2019/09 - How to (begin) debug(ging ) a back-end problem

Hey folks!


Today we'll be going through how to debug a backend bug. Depending on the health of your codebase and company's processes, a lot of this might not be neccessary. Indeed you might have actually caused the bug with a new feature and know how to fix it straight away (Or know the culprit and be preparing your condemnation already). This guide isn't for those kinds of bugs, but moreso for fixing bugs where you're in a tougher situation. Maybe you don't have experienced team members that know the codebase well, or otherwise don't have access to them, or are limited in your access. If that's the case and you're dealing with lots of legacy code, then this guide should prove more useful.


Pre-step: Be SURE to pay attention to the data that the reporter was using, as they could be using nonsensical data that would never be used in the real world. I know it's not ideal, but sometimes projects become so huge that reported "bugs" are just features that should have been implemented, but never were. Weird data (Like testing a feature with dates for records that could not possibly exist) can bring these bugs up, though it's not always obvious why someone would do so if the (bad) health of a codebase is common knowledge. Just remember that everyone makes mistakes, and as an old manager of mine used to say "Never attribute to malice what can be attributed to stupidity", so don't feel bad when it's your time to do something silly too. The reporter might not have done their due diligence with regards to exactly why they're using that particular data to replicate that bug, which is why the second pre-step you take should be to set up a call with the reporter and ask them to replicate it right in front of you. I actually had someone who knew the codebase much better than me (Several years experience to my meagre few months at the time) slow his talk-through of a bug to a crawl as he realised that he hadn't actually found a bug and was just misusing valid functionality (It can happen to anyone!).

## [Dataset extract]
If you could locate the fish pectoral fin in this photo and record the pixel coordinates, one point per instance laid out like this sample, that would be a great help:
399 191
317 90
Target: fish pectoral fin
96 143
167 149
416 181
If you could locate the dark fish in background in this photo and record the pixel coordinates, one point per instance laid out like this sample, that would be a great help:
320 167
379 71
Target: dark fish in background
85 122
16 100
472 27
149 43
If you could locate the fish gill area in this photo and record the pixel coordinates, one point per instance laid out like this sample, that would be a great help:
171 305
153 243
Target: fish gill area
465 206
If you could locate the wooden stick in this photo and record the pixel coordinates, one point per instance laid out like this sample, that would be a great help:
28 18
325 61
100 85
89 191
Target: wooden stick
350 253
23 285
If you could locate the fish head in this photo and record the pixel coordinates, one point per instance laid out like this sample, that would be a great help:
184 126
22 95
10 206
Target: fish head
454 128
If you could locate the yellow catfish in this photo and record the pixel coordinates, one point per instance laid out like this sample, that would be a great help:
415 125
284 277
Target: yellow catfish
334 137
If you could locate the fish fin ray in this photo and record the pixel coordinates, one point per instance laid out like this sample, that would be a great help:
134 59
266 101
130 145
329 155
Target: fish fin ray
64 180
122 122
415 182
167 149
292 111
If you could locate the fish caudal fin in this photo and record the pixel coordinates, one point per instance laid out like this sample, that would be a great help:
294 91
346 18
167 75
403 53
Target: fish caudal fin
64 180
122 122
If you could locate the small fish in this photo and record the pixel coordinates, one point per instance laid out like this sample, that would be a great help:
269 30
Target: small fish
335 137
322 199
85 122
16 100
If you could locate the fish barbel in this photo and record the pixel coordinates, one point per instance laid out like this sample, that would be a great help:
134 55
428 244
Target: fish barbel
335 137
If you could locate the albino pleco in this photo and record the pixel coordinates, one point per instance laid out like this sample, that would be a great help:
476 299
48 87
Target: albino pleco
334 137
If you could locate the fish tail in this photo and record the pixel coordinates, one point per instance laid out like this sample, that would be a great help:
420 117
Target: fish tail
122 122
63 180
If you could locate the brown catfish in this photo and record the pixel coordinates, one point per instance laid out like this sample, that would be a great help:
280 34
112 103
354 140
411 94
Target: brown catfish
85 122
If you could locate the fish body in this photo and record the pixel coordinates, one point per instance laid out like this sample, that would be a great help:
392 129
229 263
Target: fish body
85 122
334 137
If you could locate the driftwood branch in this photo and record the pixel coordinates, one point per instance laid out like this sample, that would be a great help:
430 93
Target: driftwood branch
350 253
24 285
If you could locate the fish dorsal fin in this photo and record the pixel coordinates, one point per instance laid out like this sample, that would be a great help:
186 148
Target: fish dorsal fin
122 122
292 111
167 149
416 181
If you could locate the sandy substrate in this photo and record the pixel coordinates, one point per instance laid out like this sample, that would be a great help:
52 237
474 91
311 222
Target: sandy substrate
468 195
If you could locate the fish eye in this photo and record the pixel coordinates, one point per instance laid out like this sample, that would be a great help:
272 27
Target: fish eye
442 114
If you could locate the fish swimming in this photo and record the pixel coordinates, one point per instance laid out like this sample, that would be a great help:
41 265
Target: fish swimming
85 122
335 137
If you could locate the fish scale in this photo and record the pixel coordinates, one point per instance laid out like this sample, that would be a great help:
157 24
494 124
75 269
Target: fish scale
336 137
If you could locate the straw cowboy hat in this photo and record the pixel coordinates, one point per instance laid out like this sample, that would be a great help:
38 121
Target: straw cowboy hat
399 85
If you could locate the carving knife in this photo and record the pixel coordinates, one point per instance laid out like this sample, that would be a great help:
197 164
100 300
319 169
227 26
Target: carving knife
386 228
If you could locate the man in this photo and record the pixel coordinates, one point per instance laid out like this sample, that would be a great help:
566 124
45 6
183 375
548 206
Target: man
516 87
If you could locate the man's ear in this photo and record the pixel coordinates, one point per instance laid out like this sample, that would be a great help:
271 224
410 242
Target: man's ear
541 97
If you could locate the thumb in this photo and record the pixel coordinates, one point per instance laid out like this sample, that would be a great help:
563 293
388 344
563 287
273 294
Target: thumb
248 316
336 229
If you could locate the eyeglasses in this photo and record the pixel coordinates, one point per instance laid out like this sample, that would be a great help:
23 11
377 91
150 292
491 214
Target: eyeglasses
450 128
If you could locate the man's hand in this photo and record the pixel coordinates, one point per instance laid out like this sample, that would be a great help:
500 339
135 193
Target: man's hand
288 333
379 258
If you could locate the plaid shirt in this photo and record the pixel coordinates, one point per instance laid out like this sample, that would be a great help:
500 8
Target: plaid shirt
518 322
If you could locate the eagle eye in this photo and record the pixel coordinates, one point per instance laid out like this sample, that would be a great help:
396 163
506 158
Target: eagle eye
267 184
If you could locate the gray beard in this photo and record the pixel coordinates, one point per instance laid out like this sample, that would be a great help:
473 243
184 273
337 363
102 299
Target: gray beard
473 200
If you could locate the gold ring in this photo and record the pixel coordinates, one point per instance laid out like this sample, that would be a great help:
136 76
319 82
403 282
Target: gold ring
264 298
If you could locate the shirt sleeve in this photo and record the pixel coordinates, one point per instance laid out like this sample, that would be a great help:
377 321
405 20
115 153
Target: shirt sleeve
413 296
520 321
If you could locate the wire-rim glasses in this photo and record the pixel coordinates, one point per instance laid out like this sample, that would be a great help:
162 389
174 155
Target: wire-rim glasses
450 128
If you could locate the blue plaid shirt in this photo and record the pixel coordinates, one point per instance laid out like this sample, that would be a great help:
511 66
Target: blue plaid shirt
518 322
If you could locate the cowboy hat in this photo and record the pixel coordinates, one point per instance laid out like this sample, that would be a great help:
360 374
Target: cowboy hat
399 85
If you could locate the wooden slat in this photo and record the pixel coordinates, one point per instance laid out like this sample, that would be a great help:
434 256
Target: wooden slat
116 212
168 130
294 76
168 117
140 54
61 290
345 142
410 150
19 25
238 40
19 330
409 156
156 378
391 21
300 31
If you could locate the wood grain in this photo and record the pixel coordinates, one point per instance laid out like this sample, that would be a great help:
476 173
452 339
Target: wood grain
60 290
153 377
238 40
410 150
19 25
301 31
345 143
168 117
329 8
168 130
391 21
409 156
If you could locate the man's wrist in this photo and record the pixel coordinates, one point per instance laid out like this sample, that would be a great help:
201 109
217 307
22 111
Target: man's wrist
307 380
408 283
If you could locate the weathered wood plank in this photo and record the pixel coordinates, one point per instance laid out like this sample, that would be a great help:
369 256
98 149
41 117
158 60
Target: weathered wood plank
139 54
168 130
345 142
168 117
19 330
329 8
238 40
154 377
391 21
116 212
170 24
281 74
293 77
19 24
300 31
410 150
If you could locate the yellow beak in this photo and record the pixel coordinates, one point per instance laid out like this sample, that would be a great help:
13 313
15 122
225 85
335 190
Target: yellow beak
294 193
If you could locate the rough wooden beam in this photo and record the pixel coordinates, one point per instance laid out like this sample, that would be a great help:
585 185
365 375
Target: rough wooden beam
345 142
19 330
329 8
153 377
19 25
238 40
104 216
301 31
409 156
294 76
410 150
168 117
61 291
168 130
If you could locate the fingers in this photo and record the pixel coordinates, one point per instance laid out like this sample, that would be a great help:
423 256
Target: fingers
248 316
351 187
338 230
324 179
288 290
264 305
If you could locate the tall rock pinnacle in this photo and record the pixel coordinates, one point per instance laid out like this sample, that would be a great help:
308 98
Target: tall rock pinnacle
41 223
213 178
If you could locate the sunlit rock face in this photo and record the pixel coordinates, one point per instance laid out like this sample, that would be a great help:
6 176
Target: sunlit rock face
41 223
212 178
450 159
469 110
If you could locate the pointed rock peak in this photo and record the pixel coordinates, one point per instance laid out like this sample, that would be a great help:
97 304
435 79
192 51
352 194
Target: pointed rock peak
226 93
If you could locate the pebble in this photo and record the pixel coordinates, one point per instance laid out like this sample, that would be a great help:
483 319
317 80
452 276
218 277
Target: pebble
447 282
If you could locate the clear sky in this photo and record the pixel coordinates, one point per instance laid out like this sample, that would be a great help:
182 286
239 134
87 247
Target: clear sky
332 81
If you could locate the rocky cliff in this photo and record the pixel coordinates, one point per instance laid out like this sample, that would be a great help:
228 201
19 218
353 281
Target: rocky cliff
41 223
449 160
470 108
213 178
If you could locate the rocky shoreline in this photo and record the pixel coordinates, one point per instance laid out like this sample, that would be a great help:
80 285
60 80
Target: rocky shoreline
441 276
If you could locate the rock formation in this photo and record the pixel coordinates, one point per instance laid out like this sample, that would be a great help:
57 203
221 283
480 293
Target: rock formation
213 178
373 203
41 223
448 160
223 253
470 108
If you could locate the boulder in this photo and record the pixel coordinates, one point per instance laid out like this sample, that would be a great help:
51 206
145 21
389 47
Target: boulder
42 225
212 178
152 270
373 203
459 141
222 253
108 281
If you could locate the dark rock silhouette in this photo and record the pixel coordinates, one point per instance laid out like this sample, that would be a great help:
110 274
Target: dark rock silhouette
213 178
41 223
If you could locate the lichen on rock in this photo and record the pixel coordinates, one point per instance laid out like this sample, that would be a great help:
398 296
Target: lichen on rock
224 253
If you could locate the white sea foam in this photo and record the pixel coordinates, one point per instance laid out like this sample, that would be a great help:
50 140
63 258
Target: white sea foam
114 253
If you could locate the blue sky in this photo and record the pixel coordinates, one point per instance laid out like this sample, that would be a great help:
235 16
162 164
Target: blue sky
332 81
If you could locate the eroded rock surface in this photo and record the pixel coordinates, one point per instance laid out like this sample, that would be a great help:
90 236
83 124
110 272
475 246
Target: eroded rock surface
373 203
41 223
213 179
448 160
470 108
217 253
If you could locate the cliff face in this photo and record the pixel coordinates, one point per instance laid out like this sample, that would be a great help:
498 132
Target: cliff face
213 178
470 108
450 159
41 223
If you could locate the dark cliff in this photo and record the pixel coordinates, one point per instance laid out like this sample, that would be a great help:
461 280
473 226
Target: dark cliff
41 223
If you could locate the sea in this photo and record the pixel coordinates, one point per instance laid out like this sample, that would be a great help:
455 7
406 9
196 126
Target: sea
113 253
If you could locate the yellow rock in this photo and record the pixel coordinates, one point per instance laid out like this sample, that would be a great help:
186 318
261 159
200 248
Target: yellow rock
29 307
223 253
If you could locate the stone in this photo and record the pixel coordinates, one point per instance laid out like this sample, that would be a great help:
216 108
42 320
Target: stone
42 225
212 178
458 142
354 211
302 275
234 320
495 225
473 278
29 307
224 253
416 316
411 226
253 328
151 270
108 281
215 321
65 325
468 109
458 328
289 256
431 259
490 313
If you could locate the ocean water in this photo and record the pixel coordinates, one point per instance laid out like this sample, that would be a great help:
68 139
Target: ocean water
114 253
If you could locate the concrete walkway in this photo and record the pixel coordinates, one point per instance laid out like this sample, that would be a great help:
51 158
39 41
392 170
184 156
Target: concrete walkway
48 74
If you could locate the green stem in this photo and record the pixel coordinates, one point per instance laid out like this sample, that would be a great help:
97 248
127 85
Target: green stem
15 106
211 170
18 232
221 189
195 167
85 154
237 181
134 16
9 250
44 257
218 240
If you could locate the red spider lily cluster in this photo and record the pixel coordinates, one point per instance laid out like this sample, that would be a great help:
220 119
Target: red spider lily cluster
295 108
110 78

## [Problems to solve]
(a) Do the following statements agree with the debugging guide? For each, answer yes or no and quote the words of the guide that decide it.
(i) The guide is meant mainly for bugs you caused yourself with a new feature.
(ii) The second pre-step is to set up a call in which the reporter replicates the bug in front of you.
(iii) The colleague who slowed his talk-through had only a few months of experience with the codebase.
(b) Please report every line of the records that contains the word "pebble".

## [Task-by-task outputs]
(a)
(i) No: "This guide isn't for those kinds of bugs, but moreso for fixing bugs where you're in a tougher situation."
(ii) Yes: "the second pre-step you take should be to set up a call with the reporter and ask them to replicate it right in front of you"
(iii) No: "Several years experience to my meagre few months at the time"

(b)
If you could locate the pebble in this photo and record the pixel coordinates, one point per instance laid out like this sample, that would be a great help:
Target: pebble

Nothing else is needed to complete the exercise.